1週間の旅行グッズは「40x30x20cm」に詰め込める
旅行の荷物は、どう選ぶべきか。何が必要で、何がいらないか。
これは、数多くの先人たちが意見を具してきたテーマである。
使い慣れたアイテムをできるだけ持ち込む「詰め込み派」。
パスポートとスマホさえあれば良しとする「ミニマル派」。
帝国主義打倒・スターリン主義打倒を掲げる「革マル派」。
そこには、それぞれの哲学があり、思想があった。ときに派閥間の武力衝突が起こったり、起こらなかったりした。
こうしたおそるべき状況にあって、私はミニマル派寄りの個人主義を奉ずる者だ。
この派閥は、「荷物は少ないのが良いと思う。でもまあ、これは《良い悪い》じゃなくて《好き嫌い》の世界だよね」と、いささか軟派な発言をみせることで知られている。
そんなわけで、私が以下に陳述する事柄は、頭から尻尾まで趣味の領域に属する話である。この意見に与しない読者諸氏を排斥しよう、などといった意図はみじんもない。
逆もまた然り。本稿を一読後、「お前の意見は間違いだ」「お前の人間性には問題がある」などと石を投げるのはご遠慮ありたい。繰り返すが、これは単なる《好き嫌い》の話なのだ。
これを紛失すると、かなりキツめの展開が待っている。私はいくつかの例を知っているが、「一時帰国」「外務省」「叱責」というキーワードがいずれにも登場した。
ヨーロッパ在住者は、シェンゲン域内ならパスポートなしで移動可能である。でも私の経験からすると、「非白人」に提示を求めるケースもあるから要注意だ。私は何度か忘れて、国連職員の身分証(Legitimation Card)で窮地をしのいだ。
ちなみに、国連職員にはレセパセ(Laissez-Passer)という外交官旅券が与えられるが、
これといった特権はなく、私用に供することもできないので(当たり前だが)、特にうらやむ必要はない。むしろトラブルを招くケースもあって、たとえばレセパセのみを携行してロシアを訪れた私は、空港で入国拒否をされてしまった。

* **やること**:
• 1. 旅の荷物についての文章のうち、「ヨーロッパ在住者は」で始まる段落を、大事な事実を残して箇条書きで短くまとめてください。
• 2. 旅の荷物についての文章を、「そんなわけで、私が以下に陳述」のあるところから打ち直し始め、「Card)で窮地をしのいだ。」まで書いたら止めてください。
• 3. 旅の荷物についての文章を、最後の文のあとから書き足してください。
ここからのデータは、旅の荷物についての文章とは別の資料です。

* **渡されたデータ**:
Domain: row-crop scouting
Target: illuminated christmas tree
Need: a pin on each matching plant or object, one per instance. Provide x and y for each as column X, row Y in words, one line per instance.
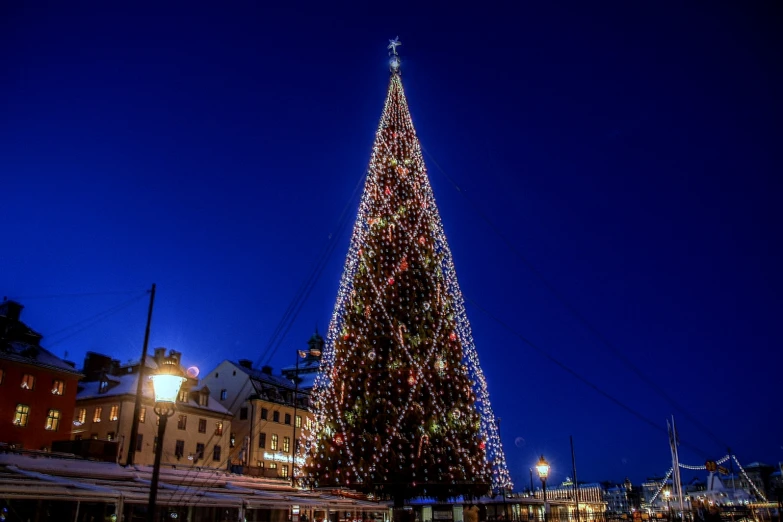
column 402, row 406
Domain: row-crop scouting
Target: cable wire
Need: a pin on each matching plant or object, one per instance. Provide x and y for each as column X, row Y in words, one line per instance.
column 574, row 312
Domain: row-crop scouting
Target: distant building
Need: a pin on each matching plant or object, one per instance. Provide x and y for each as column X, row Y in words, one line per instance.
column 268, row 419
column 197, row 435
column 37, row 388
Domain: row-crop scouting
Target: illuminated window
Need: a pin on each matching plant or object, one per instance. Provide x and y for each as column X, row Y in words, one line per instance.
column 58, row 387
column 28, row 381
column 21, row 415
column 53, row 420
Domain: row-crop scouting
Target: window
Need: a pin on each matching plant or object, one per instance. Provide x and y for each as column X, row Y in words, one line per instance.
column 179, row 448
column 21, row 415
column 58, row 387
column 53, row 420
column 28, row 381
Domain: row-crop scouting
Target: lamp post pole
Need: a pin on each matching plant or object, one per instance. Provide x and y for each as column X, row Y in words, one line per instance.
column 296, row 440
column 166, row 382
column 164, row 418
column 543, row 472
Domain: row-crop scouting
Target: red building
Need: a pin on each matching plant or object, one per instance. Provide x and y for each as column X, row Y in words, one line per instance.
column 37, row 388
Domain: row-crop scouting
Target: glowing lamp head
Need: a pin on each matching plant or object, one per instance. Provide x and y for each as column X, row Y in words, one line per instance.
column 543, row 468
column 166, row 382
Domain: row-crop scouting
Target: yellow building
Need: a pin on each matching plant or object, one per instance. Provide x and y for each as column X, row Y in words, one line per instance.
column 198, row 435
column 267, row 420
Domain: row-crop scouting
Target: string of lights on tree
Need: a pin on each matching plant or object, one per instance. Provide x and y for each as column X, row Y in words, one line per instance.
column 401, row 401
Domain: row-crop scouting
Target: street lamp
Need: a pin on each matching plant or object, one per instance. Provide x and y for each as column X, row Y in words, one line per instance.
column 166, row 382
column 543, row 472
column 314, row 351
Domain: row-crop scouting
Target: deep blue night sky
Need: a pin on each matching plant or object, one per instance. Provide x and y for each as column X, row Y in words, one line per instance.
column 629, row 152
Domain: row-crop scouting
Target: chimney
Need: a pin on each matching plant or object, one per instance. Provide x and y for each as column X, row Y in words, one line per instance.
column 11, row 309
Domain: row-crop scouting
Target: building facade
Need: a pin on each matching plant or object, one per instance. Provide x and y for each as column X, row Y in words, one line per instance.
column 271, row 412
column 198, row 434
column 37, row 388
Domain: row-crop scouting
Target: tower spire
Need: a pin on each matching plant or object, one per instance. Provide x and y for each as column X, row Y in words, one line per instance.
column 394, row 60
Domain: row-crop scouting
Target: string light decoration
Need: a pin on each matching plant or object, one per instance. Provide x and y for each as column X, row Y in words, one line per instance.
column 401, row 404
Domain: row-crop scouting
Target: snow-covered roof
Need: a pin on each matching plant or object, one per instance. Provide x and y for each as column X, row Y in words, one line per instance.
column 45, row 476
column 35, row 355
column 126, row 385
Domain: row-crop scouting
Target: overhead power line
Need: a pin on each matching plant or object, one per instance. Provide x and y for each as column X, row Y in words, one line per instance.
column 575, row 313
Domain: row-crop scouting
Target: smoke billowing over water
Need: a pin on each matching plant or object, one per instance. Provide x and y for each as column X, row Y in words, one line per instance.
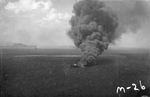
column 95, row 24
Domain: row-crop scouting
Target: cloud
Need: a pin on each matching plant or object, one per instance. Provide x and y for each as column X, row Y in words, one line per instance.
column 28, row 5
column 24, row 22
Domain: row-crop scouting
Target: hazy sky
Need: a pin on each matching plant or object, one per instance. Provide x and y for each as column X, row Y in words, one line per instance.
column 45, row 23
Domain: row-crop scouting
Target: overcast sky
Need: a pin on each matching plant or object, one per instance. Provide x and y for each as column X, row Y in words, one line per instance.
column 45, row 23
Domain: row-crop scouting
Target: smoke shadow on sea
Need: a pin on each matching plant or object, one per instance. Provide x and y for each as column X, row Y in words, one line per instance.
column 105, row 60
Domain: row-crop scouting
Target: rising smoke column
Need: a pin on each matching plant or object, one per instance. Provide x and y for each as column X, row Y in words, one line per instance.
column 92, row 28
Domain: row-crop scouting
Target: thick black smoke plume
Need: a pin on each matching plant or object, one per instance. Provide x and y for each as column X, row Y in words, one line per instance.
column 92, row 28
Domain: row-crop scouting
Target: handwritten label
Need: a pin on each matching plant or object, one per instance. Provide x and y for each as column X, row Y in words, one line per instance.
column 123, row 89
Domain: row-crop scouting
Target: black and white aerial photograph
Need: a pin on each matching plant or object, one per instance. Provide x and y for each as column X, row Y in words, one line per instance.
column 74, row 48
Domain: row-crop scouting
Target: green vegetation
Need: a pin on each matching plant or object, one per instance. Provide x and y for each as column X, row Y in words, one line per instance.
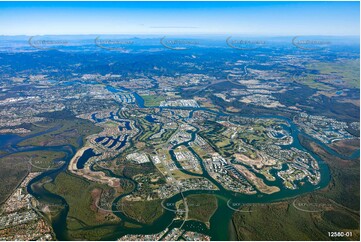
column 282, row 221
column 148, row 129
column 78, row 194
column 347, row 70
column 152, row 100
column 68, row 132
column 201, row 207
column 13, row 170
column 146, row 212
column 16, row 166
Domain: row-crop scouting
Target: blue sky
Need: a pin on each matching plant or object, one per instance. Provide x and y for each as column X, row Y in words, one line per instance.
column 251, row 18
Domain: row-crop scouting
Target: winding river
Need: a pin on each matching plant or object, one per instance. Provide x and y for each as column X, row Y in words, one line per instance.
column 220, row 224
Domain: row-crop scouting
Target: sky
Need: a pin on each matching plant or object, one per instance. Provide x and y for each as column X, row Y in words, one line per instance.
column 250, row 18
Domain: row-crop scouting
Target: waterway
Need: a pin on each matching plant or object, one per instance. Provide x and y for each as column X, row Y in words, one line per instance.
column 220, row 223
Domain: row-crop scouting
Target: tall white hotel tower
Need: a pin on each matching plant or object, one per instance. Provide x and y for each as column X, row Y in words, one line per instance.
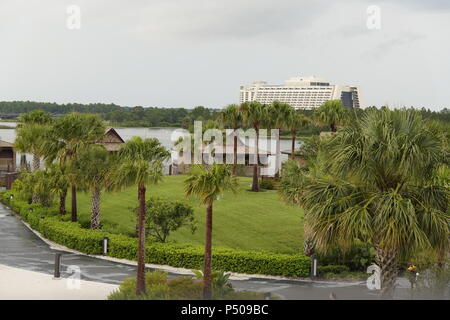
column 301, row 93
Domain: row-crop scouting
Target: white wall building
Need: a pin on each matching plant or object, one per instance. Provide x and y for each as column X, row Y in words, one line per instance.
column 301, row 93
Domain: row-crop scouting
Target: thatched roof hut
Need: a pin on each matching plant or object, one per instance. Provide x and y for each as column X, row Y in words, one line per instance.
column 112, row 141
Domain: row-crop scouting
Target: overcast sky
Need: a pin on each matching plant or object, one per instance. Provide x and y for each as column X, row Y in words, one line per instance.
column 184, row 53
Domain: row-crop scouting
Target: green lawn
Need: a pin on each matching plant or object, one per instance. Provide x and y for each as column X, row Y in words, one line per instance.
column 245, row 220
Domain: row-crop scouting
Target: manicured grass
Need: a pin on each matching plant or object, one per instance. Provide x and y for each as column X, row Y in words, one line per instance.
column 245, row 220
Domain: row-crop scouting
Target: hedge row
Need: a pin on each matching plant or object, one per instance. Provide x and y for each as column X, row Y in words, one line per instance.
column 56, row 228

* **答えの一覧**:
• 1.
- ヨーロッパに住んでいれば、シェンゲン域内はパスポートなしで移動できる。
- ただし筆者の経験では、「非白人」は提示を求められることがあるので注意が必要。
- 筆者は何度かパスポートを忘れたが、国連職員の身分証(Legitimation Card)で乗り切った。

• 2.
そんなわけで、私が以下に陳述する事柄は、頭から尻尾まで趣味の領域に属する話である。この意見に与しない読者諸氏を排斥しよう、などといった意図はみじんもない。
逆もまた然り。本稿を一読後、「お前の意見は間違いだ」「お前の人間性には問題がある」などと石を投げるのはご遠慮ありたい。繰り返すが、これは単なる《好き嫌い》の話なのだ。
これを紛失すると、かなりキツめの展開が待っている。私はいくつかの例を知っているが、「一時帰国」「外務省」「叱責」というキーワードがいずれにも登場した。
ヨーロッパ在住者は、シェンゲン域内ならパスポートなしで移動可能である。でも私の経験からすると、「非白人」に提示を求めるケースもあるから要注意だ。私は何度か忘れて、国連職員の身分証(Legitimation Card)で窮地をしのいだ。

• 3.
このときは揉めに揉めて、最終的にはなんとか入国できたのだが(ビザの保証元が国営企業だったのも功を奏した)、拙稿をお読みの国連職員各位には、念のためご自身の国が発行した旅券を懐に忍ばせておくことをお薦めしたい。というか、私は同僚からそのようにアドバイスされたのを失念していたのだった・・・。
たとえば、旅先でシタールを演奏する。火吹き芸を披露する。コーヒー豆農園で労働契約を締結する。こういった行為によって、現地でお金を稼ぐ方法はいくらもある。
だが、子連れの旅でそれを求めるのは難しい。なにか別のニュアンスも生まれてきそうだ。そういうわけで、やはりお金は必要である。
(日本にお住まいの方は、世界的にも珍しい穴の開いた硬貨「5円玉」を持参すると、現地で仲よくなった人への手ごろなプレゼントにもなる)
移動中にお金をどこにしまうか。これも悩ましいテーマである。
私は、高城剛の名著「LIFE PACKING」にあった「びわ茶の袋に現金をしまう」アイデアを参考にした。泥棒に入られても、まさかこの中にお金があるとは思うまい、というわけだ。
そこで我が家では、キットカットの小箱をバックパックの深奥部にしのばせている。
私はウクライナ旅行で(唯一)これを怠り、そうしてスリに遭って全所持金を失った。これを書いている1週間前のことだ。後悔が下腹部を貫き、直腸にまで差し込んでくるが、もはやどうにもならない。そして時間を巻き戻す技術はまだ発明されていない。月は東に日は西に。
現金の置き場所は分散化させるべき、という話でした。
でもこれこそ《好き嫌い》の世界の話で、私にとって肛門まわりの快適性(QOA:Quality of Anal)は、食事や睡眠と同じくらい大事なイシューなのである。
私の愛機は、TOTOの携帯ウォシュレット YEW350。
あまりに好きすぎて、この6年間で3台も買ってしまった。まったく同じ機種を3台もだ。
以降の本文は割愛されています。